▸ **How to complete this task**
Every record shown below is to be output exactly.

Free-text object descriptions
|---|

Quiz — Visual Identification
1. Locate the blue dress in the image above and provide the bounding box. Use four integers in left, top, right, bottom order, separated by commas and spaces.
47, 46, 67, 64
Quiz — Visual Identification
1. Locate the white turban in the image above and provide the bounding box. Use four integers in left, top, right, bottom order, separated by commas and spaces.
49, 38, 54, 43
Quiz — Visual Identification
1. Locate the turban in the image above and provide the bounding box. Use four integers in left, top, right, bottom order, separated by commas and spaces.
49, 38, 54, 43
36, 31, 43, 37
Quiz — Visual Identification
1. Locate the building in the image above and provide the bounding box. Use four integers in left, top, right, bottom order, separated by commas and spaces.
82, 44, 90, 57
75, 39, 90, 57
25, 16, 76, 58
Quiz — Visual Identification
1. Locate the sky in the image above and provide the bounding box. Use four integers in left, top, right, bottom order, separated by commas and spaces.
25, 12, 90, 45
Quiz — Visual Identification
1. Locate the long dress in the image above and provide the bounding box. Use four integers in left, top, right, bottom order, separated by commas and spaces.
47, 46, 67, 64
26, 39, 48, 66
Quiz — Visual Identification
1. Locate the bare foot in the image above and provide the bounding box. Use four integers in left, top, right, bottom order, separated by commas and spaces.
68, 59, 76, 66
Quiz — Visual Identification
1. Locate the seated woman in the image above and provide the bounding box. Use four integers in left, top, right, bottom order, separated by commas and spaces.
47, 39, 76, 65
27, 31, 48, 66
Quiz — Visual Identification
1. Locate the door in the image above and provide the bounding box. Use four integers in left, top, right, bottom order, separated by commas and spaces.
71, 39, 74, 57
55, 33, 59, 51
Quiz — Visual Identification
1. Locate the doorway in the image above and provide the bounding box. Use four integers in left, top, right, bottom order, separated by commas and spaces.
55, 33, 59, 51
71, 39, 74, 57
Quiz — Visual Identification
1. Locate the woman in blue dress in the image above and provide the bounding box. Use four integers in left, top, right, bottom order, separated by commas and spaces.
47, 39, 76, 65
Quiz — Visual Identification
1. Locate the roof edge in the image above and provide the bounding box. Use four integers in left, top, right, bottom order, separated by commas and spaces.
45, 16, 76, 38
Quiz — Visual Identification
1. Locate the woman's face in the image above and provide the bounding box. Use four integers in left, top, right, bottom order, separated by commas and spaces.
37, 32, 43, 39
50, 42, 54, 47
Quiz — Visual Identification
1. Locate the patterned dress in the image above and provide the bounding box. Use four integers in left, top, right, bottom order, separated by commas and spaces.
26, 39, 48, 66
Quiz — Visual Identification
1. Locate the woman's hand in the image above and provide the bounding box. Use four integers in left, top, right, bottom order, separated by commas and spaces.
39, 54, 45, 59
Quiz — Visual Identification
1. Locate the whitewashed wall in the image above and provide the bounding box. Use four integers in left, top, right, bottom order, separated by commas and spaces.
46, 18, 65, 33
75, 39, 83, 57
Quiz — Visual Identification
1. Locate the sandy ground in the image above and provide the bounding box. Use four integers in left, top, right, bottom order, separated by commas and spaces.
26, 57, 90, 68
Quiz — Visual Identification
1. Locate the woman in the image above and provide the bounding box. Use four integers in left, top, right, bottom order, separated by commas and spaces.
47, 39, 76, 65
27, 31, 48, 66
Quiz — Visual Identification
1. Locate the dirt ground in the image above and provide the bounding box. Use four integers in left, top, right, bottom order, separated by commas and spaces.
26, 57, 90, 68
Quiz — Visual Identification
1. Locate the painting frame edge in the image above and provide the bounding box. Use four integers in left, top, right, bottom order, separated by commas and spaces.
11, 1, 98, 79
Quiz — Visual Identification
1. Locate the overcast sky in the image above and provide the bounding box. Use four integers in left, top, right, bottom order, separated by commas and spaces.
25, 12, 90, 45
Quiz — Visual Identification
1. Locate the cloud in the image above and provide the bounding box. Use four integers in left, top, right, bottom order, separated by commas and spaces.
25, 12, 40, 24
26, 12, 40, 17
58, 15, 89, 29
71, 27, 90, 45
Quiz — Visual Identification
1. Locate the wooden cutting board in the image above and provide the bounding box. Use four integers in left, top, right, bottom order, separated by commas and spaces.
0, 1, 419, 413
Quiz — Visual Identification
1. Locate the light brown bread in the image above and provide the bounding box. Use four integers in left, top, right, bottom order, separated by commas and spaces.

|---|

▸ **Result below**
Quiz — Visual Identification
1. Locate the blue dress in the image above and provide the bounding box. Use four integers in left, top, right, bottom order, separated by commas and spaces.
47, 46, 67, 64
Quiz — Visual Identification
1. Locate the white turban in the image above and provide the bounding box. Use four integers in left, top, right, bottom order, separated by commas and spaces.
49, 38, 54, 43
Quiz — Visual Identification
1. Locate the turban in the image above and provide the bounding box. Use four integers in left, top, right, bottom order, separated by commas and spaces.
49, 38, 54, 43
36, 31, 43, 37
Quiz — Visual Identification
1. Locate the building in the image above and provide the bounding box. Use four integers in left, top, right, bottom order, separated by commas and spaces.
82, 44, 90, 57
75, 39, 90, 57
25, 16, 76, 58
Quiz — Visual Identification
1. Locate the sky in the image above and provide the bounding box. Use four integers in left, top, right, bottom order, separated by commas and spaces.
25, 12, 90, 45
Quiz — Visual Identification
1. Locate the long dress in the image above and provide the bounding box. Use four integers in left, top, right, bottom order, separated by commas and spaces.
47, 46, 67, 64
26, 39, 48, 66
Quiz — Visual Identification
1. Locate the bare foot in the image above and provide the bounding box. Use four integers in left, top, right, bottom order, separated by commas and spaces.
68, 59, 76, 66
Quiz — Visual Identification
1. Locate the seated woman in the image above and provide the bounding box. Use four integers in left, top, right, bottom order, separated by commas and spaces.
47, 39, 76, 65
27, 31, 48, 66
Quiz — Visual Identification
1. Locate the door in the image above and provide the bounding box. Use four integers in left, top, right, bottom order, separated by commas and spaces.
71, 39, 74, 57
55, 33, 59, 51
Quiz — Visual Identification
1. Locate the doorway in the image above and provide the bounding box. Use four integers in left, top, right, bottom order, separated by commas and spaces.
55, 33, 59, 51
71, 39, 74, 57
Quiz — Visual Identification
1. Locate the woman in blue dress in the image above and provide the bounding box. Use four integers in left, top, right, bottom order, separated by commas and spaces.
47, 39, 76, 65
Quiz — Visual Identification
1. Locate the roof edge in the image above and provide the bounding box. Use four integers in left, top, right, bottom order, separated by commas and spaces.
45, 16, 76, 38
Quiz — Visual Identification
1. Locate the woman's face in the image above and provide the bounding box. Use four integers in left, top, right, bottom order, separated by commas and spaces.
37, 32, 43, 39
50, 42, 54, 47
Quiz — Visual Identification
1. Locate the patterned dress in the image above and provide the bounding box. Use four integers in left, top, right, bottom order, separated by commas and spaces.
26, 39, 48, 66
Quiz — Visual Identification
1. Locate the woman's hand in the image above and provide the bounding box. Use four integers in left, top, right, bottom order, separated by commas and spaces.
39, 54, 45, 59
Quiz — Visual Identification
1. Locate the whitewashed wall in the image above and provide the bounding box. Use four integers in left, top, right, bottom order, separated by commas and spaces.
46, 18, 65, 33
75, 39, 83, 57
Quiz — Visual Identification
1. Locate the sandy ground in the image above and provide the bounding box. Use four integers in left, top, right, bottom order, separated by commas and spaces.
26, 57, 90, 68
Quiz — Visual Identification
1. Locate the woman in the image above and provide the bounding box. Use four integers in left, top, right, bottom order, separated by commas and spaces.
47, 39, 76, 65
27, 31, 48, 66
Quiz — Visual Identification
1. Locate the dirt ground in the image above and provide the bounding box. Use four integers in left, top, right, bottom order, separated by commas and spaces.
26, 57, 90, 68
Quiz — Visual Identification
1. Locate the painting frame edge in the image above and provide the bounding box. Use four integers in left, top, right, bottom order, separated by commas and spaces.
11, 1, 98, 79
Quiz — Visual Identification
1. Locate the overcast sky in the image above and provide the bounding box. Use four integers in left, top, right, bottom order, separated by commas and spaces.
25, 12, 90, 45
Quiz — Visual Identification
1. Locate the cloud in the image above and provide the bounding box. Use four integers in left, top, right, bottom order, separated by commas and spaces.
25, 12, 40, 24
26, 12, 40, 17
58, 15, 89, 29
71, 27, 90, 45
Quiz — Visual Identification
1. Locate the wooden cutting board in the image above and provide the bounding box. Use four integers in left, top, right, bottom order, separated by commas and spaces.
0, 1, 419, 413
Quiz — Visual Identification
1. Locate the light brown bread in the image above and provide the bounding box. Use four integers in left, top, right, bottom order, separated by commas and spaces.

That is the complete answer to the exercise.